Task directions:
Each entry below must come back exactly as written, without its pictures.

──────── Data for this exercise

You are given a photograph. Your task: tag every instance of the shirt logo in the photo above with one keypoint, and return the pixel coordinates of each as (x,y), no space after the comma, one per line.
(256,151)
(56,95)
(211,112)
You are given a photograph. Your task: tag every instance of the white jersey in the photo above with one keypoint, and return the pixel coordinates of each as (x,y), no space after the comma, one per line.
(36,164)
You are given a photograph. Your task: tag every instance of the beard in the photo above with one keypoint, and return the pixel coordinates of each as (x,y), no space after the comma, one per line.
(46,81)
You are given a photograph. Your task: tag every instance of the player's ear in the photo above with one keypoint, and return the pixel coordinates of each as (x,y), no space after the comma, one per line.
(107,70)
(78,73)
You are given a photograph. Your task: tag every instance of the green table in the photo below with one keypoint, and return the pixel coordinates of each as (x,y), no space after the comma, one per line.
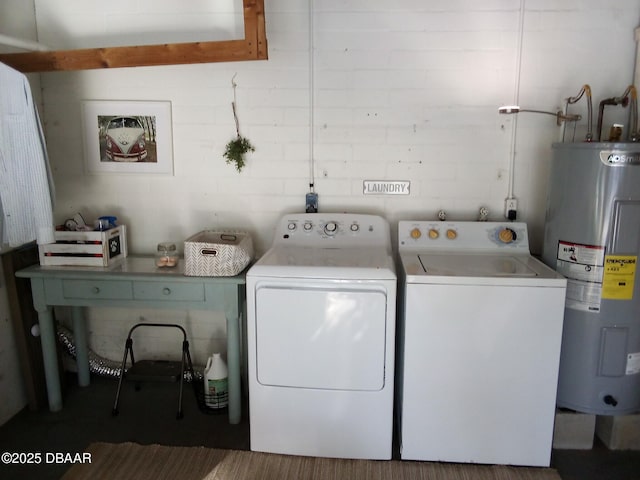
(134,282)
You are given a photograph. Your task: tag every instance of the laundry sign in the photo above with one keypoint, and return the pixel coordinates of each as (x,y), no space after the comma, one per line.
(386,187)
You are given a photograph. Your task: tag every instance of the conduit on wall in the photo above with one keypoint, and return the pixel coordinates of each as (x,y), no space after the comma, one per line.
(516,101)
(311,100)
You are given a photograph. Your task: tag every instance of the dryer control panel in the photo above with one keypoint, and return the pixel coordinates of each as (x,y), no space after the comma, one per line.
(333,230)
(463,236)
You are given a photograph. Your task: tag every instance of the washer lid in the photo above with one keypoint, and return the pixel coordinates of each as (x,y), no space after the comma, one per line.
(478,268)
(475,266)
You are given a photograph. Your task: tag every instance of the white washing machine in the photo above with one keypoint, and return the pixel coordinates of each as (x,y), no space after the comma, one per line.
(479,344)
(320,331)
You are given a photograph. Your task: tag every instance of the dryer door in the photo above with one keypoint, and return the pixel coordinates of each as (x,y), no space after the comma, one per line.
(321,337)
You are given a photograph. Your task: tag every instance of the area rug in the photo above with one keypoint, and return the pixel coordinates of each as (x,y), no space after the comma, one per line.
(131,461)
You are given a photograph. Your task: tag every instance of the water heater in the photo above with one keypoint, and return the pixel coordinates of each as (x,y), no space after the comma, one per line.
(592,237)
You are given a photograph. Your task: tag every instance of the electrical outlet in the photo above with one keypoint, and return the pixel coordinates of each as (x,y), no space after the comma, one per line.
(311,201)
(510,208)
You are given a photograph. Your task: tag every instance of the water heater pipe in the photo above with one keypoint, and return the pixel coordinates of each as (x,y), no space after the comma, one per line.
(585,90)
(623,100)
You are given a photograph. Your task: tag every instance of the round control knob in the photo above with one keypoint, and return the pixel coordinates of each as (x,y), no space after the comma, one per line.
(506,235)
(330,228)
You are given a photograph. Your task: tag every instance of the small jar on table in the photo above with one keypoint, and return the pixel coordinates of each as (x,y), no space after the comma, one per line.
(166,255)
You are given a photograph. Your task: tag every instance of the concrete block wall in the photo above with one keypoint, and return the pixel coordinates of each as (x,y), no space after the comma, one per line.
(404,90)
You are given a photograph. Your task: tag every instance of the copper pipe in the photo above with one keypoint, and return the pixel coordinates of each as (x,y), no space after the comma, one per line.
(621,100)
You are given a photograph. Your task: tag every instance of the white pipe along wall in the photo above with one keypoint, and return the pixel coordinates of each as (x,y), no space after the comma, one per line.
(402,90)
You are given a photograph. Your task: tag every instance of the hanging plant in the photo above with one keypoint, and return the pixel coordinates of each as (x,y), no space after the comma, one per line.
(235,150)
(239,146)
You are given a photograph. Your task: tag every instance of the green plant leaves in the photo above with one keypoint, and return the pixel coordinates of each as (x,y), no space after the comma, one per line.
(235,151)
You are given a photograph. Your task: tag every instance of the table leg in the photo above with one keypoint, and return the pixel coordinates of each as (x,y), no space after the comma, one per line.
(82,349)
(48,344)
(233,367)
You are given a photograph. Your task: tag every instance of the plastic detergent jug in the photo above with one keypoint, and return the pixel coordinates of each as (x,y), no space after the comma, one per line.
(216,388)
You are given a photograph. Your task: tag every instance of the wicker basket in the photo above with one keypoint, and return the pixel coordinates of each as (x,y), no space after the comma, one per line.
(217,254)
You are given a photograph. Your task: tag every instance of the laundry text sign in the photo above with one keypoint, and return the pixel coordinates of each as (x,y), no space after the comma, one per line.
(386,187)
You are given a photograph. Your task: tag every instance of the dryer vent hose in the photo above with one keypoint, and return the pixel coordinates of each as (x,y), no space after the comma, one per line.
(100,365)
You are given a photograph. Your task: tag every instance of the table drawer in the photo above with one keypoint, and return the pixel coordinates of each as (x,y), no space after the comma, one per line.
(168,291)
(98,289)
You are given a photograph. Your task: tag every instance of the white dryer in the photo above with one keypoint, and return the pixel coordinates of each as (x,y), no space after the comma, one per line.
(320,333)
(479,344)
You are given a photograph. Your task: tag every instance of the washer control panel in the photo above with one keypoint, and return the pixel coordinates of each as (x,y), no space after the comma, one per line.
(333,230)
(471,236)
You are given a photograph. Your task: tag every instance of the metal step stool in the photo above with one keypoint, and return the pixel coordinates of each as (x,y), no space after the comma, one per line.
(154,370)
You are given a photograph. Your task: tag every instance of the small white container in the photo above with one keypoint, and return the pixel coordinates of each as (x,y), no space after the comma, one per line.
(216,383)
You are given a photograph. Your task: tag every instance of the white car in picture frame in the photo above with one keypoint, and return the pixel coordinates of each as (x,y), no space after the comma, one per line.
(125,140)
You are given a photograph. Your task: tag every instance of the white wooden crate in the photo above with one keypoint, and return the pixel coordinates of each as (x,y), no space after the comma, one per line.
(86,248)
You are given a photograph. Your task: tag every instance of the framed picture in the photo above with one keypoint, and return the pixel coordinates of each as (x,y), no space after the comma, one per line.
(127,137)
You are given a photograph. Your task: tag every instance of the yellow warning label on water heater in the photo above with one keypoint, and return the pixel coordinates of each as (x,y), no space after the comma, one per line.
(619,275)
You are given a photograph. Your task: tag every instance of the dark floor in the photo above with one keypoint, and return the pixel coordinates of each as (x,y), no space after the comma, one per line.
(149,416)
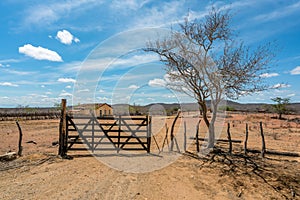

────────────────

Solution:
You are given a photograph. Your task: tag every instance of the shirt logo in the photo above with one keypoint, and return the pixel coordinates of each as (x,y), no space after the comma, one per line.
(256,151)
(56,95)
(211,112)
You are given a photograph. Your task: tag every instance of the white jersey in the photo above with one keypoint, and return the pixel coordinates of each as (x,y), no space after the comma, one per line.
(36,164)
You are given a photograph. Your task: tag every instance of the beard in the photo above with one keypoint, and return the pixel coordinates of each as (x,y), no space after the comma, one per line.
(46,81)
You are given a photograph. Your task: tag every instance of the player's ear in the photo above with one keypoint, and return the pixel coordinates of each as (x,y), no space after the comma, one per line.
(107,70)
(78,73)
You are given a photograph. Your task: tag every instance of the green table in the photo below with one keypoint, and return the pixel coordinates of each as (x,y), no space after the comma, one per line.
(134,282)
You are given a photograph. Your task: tag every instance of the laundry sign in the photo above with one keypoint, and return the pixel coordinates of each as (x,y), no space after the comma, one per line.
(386,187)
You are given a photograph. Your task: tag every instance of the conduit on wall in the photo above with one keypoint, and return the pixel coordinates of each as (x,y), no space after the comma, one per line.
(516,101)
(311,100)
You are given a photograph. Your task: tag every instance of the dryer control panel in the photo above with one keypoint, and return the pixel coordinates of each as (x,y), no space after the comma, one per line.
(333,230)
(463,236)
You are given a photograph. Your task: tag every instance of the washer lid in the photo above with one keypoint, and return the pixel coordinates of each as (x,y), no space after the comma, one per line.
(478,268)
(475,266)
You are given a photograph. Your task: tag every instance of the white washing machine in the photo above with one keypoint, and return the pixel coordinates of each as (x,y), no space after the comma, one per line.
(479,344)
(320,331)
You are given a photograph. Your task: tag every instance of the dryer door in the photo above with one keypoint, and return the pixel coordinates of each as (x,y), no space after the comma, one per line.
(321,337)
You are given a photograph. Your task: tag every instance of the area rug in the photo above with one keypoint, and return the pixel coordinates of each as (x,y), no space after the comma, one per line.
(131,461)
You are given a photograph. Your task: tag every instance of the water heater in the photo above with one keypoint, and return the pixel coordinates of each as (x,y), no space after the comma, one per line.
(592,237)
You are given a photograph. Your task: tag every instance of the electrical outlet in the photo above with one keypoint, and return the pixel coordinates of each as (x,y), no space after the comma, one per line.
(311,201)
(510,208)
You are given a photograph. Your task: tag every instance of the water heater pipe in the photo above with one keypoint, and return the pixel coordinates of each as (x,y), no space after the comma, one per line.
(585,90)
(623,100)
You are given a photograph. Your task: tag every instance of the round control knob in the photo above with one keypoint, and return the pixel coordinates of each as (x,y), no space after the comma, one per line.
(506,235)
(330,228)
You are given a photograph. Your task: tag every instance of the small jar on table in the photo above with one keypoint, and return the pixel coordinates of each as (x,y), no space after the comma, one per line.
(166,255)
You are given a photograph. Your task: tag every instance of the concrete block wall in the photo above with one keypoint, and return the pixel coordinates of each as (x,y), no space after the comma, one per line.
(404,90)
You are given a photograph. Your task: tag every instance of the copper pipe in the photo above with one keypoint, and return the pixel coordinates of each as (x,y), no space after the comma, one per line.
(621,100)
You are given a photograph. Your task: tag every instance of the white pipe along wall in the photo above with one keypoint, and return the pixel coordinates of each as (x,y), no space after the comma, one per line.
(402,90)
You are given a photograph. Your task: tag every instance of the hanging plant in the photo above with one keypoint, and return the pixel coordinates of each as (x,y), no space after the comma, one per line.
(235,150)
(239,146)
You are given a photograph. Your task: tag every instance of the green plant leaves in the photo above with one keypoint, and return the pixel coordinates of each as (x,y), no space after the comma, one per line.
(235,151)
You are given a photograph. Your task: tag every instance of the table leg in the photo above with one keypoint, and return the pixel coordinates of each as (x,y), no space after the comma, one per line.
(82,349)
(48,344)
(233,367)
You are given a photograph. Your task: tag every instance of the plastic detergent jug in the photo above with one keypoint, and return the pixel coordinates of each as (x,y), no space after the comma, one per line.
(216,388)
You are given a photograph. Your task: tag every instance of the wicker basket in the photo above with one keypoint, and return the pixel coordinates of each as (x,y), no space after the comma, one per line.
(217,254)
You are given a photograph. Your task: tag every instance of the laundry text sign in the photo above with one keypoint, and return the pixel coordinates of each as (x,y), no space after the comma, one per line.
(386,187)
You are given a photograph. Your task: tag every instance of the dryer vent hose in the photo above with one keypoint, and return the pixel coordinates of each as (x,y), no space after the comma, one per line.
(100,365)
You are given a photograph. Your task: tag every instance of the table drawer in the photo above with one keypoint, and return the pixel coordinates of each as (x,y), no space after the comma, one per line.
(168,291)
(98,289)
You are given a photograph. Your task: tag every instance of the white dryer in the photo above with one keypoint, and return the pixel coordinates of each as (x,y), no space after the comma, one per line.
(320,333)
(479,344)
You are given a photograph. Your task: tag every instance of the washer control panel in the photo above with one keypoint, and return the pixel coordinates of each as (x,y), no space after the comma, one per line.
(333,230)
(471,236)
You are given a photograph. Your task: tag every instance of the metal step stool in the photo above with one keypoint, and return the pixel coordinates of each as (x,y), no space after the comma, one per line.
(154,370)
You are given a photograph. Your task: tag every instance of the small white container in the photo above with one keypoint, and return the pixel coordinates of each as (x,y), no space after the comma, one per line.
(216,383)
You are given a photograph. Your task: tag every instance of the white car in picture frame in the photo above with one keypoint, and return the pixel coordinates of each as (x,y), no space after the comma, one per line.
(125,140)
You are given a photograph. Your task: tag every instance of the white wooden crate in the photo above with one keypoint, and return the pixel coordinates of each as (x,y), no space after the comma, one per line.
(86,248)
You are given a photograph. Your task: tag every instance of the framed picture in the photo above with one keypoint, and return the pixel coordinates of each as (x,y), no space after the comma, one per line.
(127,137)
You are given a photograph. Your task: tag every instance of the yellow warning label on water heater in the photo above with one keypoint, and return the pixel coordinates of each as (x,y), no space after the comma, one per line.
(619,275)
You are given a photograph. Your task: tag every instance of the dark floor in the photo above with one keypoint, and return the pixel coordinates of each as (x,y), no space after the comma, one per line.
(149,416)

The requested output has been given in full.